Set problem — Repeat every record below exactly, omitting any pictures.

(Extracted records)
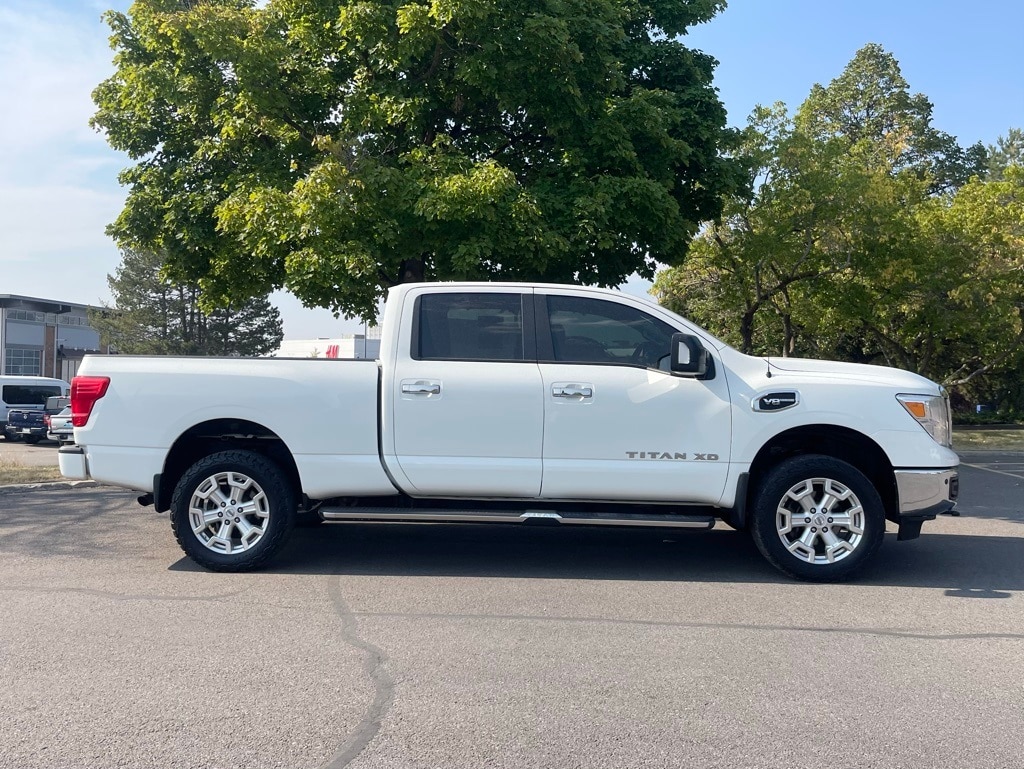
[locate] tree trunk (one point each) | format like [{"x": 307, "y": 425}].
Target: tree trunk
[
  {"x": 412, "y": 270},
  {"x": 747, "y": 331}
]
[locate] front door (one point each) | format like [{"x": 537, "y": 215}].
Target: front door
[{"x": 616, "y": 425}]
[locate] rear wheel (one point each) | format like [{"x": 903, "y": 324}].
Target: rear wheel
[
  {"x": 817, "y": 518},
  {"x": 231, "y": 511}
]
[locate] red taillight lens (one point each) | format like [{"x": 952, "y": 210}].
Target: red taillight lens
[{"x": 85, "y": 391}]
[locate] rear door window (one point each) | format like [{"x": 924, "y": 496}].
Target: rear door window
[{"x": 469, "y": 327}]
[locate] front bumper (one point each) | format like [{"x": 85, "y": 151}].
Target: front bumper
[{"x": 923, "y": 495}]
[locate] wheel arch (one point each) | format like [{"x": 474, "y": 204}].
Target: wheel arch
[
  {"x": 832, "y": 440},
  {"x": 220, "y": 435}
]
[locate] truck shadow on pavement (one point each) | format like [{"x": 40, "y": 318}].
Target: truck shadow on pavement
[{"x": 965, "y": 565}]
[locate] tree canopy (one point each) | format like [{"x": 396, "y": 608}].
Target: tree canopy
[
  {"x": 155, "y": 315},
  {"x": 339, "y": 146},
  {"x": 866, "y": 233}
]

Problem solution —
[locate] tree trunk (one point each) | format like [{"x": 307, "y": 425}].
Target: tree trunk
[
  {"x": 412, "y": 270},
  {"x": 747, "y": 331}
]
[locate] front door (one point each) | format like [{"x": 537, "y": 215}].
Target: front door
[{"x": 616, "y": 425}]
[locate] rear wheel (one point each) | format like [{"x": 903, "y": 324}].
Target: rear wheel
[
  {"x": 817, "y": 518},
  {"x": 231, "y": 511}
]
[locate] red taillight lens (one point each) | format like [{"x": 952, "y": 210}].
Target: red taillight lens
[{"x": 85, "y": 391}]
[locate] rear door window (one point each) | format like [{"x": 924, "y": 496}].
Target: rear door window
[{"x": 469, "y": 327}]
[locate] front bumper (one point each) | format like [{"x": 85, "y": 151}].
Target: front bumper
[{"x": 923, "y": 495}]
[locate] wheel arch (one point each) | format like [{"x": 474, "y": 204}].
Target: wheel arch
[
  {"x": 832, "y": 440},
  {"x": 220, "y": 435}
]
[locate] truck shadow on pavement (one point each) | format like [{"x": 40, "y": 318}].
Target: truck shadow on pavement
[{"x": 965, "y": 565}]
[locate] tree canopy (one point each) | format like [{"x": 396, "y": 608}].
Target: tree canopy
[
  {"x": 155, "y": 315},
  {"x": 339, "y": 146},
  {"x": 866, "y": 233}
]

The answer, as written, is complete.